北斎は確かに世に多大な影響を及ぼした天才。

でも、浮世絵は、チームワークなくしては出来ないものなのです。

まず浮世絵師が描いた絵を元に、彫師が彫って板木を起こす。
その後、摺師(すりし)が幾重にも色を重ねて版画が出来上がるという流れ。

つまり、浮世絵師と彫師、摺師の共同制作!
そして才能ある絵師を発掘、育成する版元(プロデューサー・出版社)。
まさにチームビルディングの結晶!

どれが欠けても、北斎、写楽、歌麿の作品が世に出て、後世に残ることはなかったでしょう。

大阪浮世絵美術館にも、原画に、海の色(青)、空の色(水色)、橋の色(茶色)、波の色(濃い青)、舟の色(ベージュ)、そして落款印(赤)と、色が重ねられていく行程が展示してありました。

細かい字が描かれたものもあり、それを手彫りしたなんて、信じられない!

そして、実際に北斎を始めとする浮世絵師が描いた原画は、板木を起こす際に、木の上にのせて一緒に掘ってしまうため、一枚も残っていないのです。
残っているとすれば、それは世に出なかった絵、ということですね。

また、大阪浮世絵美術館で、スタッフの方が虫眼鏡を貸してくれました。
というのは、白い着物の襟もとや、犬の毛並みなど、絵に凹凸があったんです!

== == ==

*問題 1:*
浮世絵についての本文のうち、「その後、摺師(すりし)が幾重にも色を重ねて版画が出来上がるという流れ。」で始まり「く行程が展示してありました。」で終わる部分を、「版元」を「出版元」に入れ替えて書き直してください。
*問題 2:*
浮世絵についての本文によると、大阪浮世絵美術館でスタッフの方が貸してくれたものは何ですか。
*問題 3:*
浮世絵についての本文の最後の文のあとに、話の続きを書き足してください。

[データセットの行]

== == ==

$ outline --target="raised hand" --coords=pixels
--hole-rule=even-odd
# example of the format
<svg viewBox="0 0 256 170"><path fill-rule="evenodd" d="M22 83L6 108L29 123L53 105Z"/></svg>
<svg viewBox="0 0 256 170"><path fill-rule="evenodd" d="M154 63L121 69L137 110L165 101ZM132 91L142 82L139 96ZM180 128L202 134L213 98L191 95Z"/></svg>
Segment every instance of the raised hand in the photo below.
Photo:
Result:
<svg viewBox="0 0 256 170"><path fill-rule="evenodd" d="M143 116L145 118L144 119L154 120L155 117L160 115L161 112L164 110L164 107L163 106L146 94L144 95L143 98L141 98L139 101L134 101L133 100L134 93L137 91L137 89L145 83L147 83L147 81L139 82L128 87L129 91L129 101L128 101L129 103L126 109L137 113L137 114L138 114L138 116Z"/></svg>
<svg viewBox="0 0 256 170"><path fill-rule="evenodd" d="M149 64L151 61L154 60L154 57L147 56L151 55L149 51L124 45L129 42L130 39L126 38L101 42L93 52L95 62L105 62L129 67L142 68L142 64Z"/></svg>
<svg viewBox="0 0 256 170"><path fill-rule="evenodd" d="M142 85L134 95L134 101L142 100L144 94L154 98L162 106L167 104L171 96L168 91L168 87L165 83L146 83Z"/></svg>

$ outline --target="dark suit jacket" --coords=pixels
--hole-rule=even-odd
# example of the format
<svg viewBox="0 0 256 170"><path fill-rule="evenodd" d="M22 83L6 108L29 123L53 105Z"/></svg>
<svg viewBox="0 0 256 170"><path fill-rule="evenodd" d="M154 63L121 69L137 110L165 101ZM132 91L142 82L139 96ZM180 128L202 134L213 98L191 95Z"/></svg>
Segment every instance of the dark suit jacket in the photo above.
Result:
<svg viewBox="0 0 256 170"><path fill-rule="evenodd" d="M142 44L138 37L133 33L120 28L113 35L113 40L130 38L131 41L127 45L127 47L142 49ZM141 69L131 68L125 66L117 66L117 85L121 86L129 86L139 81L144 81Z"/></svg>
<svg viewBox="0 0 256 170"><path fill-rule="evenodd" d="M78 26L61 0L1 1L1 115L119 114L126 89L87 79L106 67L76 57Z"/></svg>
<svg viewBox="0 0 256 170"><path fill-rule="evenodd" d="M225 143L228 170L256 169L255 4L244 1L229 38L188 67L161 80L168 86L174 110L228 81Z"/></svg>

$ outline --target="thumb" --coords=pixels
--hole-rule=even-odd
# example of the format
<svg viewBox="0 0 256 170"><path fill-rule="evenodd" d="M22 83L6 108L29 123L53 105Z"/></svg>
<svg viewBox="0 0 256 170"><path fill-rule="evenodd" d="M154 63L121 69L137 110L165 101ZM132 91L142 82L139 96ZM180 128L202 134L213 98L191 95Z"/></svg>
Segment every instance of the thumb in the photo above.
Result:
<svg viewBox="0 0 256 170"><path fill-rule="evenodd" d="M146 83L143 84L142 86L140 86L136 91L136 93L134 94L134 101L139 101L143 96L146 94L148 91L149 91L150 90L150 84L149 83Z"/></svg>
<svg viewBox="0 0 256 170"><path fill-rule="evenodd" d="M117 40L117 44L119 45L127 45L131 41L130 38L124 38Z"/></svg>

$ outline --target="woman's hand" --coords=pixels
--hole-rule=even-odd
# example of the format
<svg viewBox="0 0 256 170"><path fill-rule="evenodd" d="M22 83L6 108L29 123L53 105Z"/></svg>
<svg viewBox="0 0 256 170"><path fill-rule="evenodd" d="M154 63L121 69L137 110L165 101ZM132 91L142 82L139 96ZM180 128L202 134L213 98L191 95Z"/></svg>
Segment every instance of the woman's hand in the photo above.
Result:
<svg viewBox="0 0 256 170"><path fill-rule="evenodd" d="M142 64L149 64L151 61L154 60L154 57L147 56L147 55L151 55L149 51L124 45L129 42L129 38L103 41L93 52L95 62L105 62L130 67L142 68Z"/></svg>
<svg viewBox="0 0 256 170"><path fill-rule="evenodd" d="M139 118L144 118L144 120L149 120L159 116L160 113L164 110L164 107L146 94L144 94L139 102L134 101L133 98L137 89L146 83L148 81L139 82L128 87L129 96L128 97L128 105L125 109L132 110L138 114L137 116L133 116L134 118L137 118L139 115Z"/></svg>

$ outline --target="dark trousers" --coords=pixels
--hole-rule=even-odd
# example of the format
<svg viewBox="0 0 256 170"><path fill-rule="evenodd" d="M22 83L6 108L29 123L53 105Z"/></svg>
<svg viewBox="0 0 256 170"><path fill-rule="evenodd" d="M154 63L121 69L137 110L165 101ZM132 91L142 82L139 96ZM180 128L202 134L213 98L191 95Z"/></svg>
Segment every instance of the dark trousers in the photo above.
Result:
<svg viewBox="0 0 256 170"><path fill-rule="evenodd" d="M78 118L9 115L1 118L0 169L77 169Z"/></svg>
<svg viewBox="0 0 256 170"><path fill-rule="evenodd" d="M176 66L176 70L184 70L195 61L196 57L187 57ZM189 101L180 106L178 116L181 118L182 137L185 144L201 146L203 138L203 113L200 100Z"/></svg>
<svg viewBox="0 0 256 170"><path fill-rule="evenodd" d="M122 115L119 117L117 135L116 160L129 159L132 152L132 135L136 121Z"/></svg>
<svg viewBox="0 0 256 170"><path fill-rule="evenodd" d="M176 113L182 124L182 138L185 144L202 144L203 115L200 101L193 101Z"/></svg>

== == ==

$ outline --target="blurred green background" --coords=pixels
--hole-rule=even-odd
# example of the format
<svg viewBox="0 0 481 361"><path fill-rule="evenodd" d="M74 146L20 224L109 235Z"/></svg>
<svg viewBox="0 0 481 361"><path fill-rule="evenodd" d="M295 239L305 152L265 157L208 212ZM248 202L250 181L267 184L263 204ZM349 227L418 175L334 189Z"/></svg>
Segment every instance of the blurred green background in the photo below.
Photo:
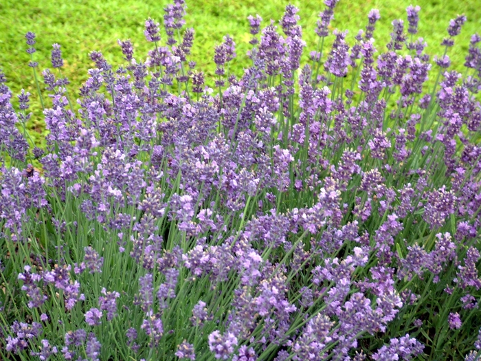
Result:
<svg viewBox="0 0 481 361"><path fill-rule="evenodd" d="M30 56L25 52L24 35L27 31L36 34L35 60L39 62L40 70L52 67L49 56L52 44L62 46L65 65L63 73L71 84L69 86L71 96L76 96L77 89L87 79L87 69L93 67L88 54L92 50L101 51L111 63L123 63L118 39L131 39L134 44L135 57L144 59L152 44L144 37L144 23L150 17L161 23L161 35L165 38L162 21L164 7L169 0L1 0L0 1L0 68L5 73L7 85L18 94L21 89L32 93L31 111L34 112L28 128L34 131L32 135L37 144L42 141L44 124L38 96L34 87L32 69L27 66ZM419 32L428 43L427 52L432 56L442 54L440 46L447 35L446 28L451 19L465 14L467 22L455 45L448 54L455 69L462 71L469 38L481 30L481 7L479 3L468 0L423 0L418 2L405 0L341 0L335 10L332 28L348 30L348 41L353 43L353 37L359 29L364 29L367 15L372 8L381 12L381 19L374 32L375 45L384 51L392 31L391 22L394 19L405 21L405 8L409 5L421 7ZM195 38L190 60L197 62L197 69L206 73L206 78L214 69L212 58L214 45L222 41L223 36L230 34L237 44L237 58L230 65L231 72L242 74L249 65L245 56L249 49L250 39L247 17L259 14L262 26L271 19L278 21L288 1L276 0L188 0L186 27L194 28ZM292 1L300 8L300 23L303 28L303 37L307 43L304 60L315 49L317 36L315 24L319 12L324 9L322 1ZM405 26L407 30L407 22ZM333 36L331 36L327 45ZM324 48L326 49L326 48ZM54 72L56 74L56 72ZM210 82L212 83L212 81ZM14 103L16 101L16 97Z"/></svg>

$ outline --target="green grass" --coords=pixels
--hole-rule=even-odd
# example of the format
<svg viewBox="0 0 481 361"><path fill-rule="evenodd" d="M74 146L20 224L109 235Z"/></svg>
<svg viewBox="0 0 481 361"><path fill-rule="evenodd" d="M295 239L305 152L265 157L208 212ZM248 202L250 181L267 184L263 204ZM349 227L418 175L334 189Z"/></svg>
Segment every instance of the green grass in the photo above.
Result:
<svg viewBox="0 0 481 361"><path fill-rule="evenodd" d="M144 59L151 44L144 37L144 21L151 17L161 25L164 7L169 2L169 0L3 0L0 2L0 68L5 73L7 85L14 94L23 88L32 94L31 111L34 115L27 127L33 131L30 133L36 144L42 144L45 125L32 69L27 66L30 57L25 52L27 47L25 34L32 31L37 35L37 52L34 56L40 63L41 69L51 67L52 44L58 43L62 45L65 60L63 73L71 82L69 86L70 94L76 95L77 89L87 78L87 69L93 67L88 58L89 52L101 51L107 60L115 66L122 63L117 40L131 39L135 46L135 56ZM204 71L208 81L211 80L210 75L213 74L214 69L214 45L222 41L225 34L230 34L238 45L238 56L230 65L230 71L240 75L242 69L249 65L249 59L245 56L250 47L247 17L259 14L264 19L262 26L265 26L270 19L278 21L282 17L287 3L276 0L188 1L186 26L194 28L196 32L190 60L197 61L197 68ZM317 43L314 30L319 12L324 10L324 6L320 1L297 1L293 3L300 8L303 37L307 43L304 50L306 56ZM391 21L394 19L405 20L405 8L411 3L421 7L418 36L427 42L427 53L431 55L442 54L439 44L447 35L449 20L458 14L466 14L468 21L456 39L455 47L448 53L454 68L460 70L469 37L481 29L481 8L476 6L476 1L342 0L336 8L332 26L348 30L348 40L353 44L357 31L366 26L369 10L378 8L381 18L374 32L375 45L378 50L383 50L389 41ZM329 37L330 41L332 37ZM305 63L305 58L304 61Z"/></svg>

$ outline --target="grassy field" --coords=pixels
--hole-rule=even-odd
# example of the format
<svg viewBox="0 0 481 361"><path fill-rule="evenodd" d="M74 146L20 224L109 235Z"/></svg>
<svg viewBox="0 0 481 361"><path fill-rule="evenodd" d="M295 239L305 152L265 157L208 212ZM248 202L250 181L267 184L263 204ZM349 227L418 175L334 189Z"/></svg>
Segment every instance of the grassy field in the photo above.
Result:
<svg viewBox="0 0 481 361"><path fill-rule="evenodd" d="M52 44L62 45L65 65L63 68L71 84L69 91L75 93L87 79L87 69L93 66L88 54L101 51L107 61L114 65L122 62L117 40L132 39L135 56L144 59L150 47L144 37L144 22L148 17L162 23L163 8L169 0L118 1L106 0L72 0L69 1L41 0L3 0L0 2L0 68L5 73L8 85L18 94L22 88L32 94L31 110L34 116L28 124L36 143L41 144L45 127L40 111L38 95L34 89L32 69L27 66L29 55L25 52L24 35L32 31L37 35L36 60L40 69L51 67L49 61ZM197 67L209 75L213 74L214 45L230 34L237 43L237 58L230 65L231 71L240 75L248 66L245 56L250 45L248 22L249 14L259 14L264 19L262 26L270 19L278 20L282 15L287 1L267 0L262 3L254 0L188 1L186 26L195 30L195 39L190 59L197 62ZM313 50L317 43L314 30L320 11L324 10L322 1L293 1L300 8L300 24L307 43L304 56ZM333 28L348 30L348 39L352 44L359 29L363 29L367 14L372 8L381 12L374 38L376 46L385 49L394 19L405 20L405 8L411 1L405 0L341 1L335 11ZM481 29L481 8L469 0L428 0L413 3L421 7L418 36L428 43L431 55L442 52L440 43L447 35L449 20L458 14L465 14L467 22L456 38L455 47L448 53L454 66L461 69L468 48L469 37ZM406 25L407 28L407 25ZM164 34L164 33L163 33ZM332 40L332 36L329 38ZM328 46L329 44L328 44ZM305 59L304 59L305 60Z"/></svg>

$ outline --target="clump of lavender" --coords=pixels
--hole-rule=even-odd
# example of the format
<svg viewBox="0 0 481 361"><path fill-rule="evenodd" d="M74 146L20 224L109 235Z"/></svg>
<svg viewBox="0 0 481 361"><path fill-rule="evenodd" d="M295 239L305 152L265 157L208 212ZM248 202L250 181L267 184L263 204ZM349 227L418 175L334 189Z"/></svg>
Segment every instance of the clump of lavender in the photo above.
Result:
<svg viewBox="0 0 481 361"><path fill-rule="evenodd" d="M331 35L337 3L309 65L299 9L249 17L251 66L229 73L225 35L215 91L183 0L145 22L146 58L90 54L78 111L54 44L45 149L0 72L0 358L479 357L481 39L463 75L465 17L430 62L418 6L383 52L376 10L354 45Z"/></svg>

== == ==

*答え 1:*
その後、摺師(すりし)が幾重にも色を重ねて版画が出来上がるという流れ。

つまり、浮世絵師と彫師、摺師の共同制作!
そして才能ある絵師を発掘、育成する出版元(プロデューサー・出版社)。
まさにチームビルディングの結晶!

どれが欠けても、北斎、写楽、歌麿の作品が世に出て、後世に残ることはなかったでしょう。

大阪浮世絵美術館にも、原画に、海の色(青)、空の色(水色)、橋の色(茶色)、波の色(濃い青)、舟の色(ベージュ)、そして落款印(赤)と、色が重ねられていく行程が展示してありました。

*答え 2:*
虫眼鏡です。

*答え 3:*
それは、木の上に版画をのせてゴリゴリ押さえることで作った凹凸で、絵に立体感を持たせたんだとか!

🔷漫画のルーツ「北斎漫画」

漫画のルーツと言われる「北斎漫画」。
何気ない江戸の人々の暮らし、変顔をする人、お相撲さん、お化けや妖怪、動植物など、様々なものが描かれています。

これは冊子となって製本されたため、海外に出て行きやすかったそうです。

絵を描く門下生の絵手本や、職人の発想源としての目的で出版されたものの、庶民から武士まで幅広い層の評価を得て、江戸時代のベストセラーとなったといいます。

🔷天才を発掘・育成するプロデューサー

映画では、阿部寛さん演ずる版元、蔦屋重三郎。

北斎、歌麿、写楽などを世に出した人物です。

美術品を世に出すと共に、才能ある絵師を発掘・育成するプロデューサーの役割も果たしていた、浮世絵におけるキーパーソン。

この時代、天保の改革で「贅沢品」が禁止されたり、「風紀を乱す恐れがあるもの」「人々を堕落されるもの」として歌舞伎、寄席、浮世絵も、激しい弾圧を受けていました。

蔦屋重三郎は、風紀取締りとして、財産の半分を没収されています。
まさに他の版元に対しての見せしめであったとも言えます。

映画では、この時、
「出る杭は打たれる。これはうちが江戸で一番の版元だとお墨付きをもらったも同然!このお陰で、世の人々はうちがどう出るかに注目しているぞ!」

と奮い立っている様子が描かれていました。

🔷モネ、ゴッホも北斎から学んでいた!

北斎がここまで世界に名を知らしめたのは、ゴッホやモネ、ドガやゴーギャンなど、世界の巨匠達が北斎から学び、北斎を模倣し、愛したから!

ヨーロッパに日本の浮世絵などの美術品が知られるようになったのは、1867年、パリで開かれた万国博覧会で、それまでにも、輸出された陶磁器の包み紙に浮世絵が使われていて、それを手にした画家達に衝撃を与えたといいます。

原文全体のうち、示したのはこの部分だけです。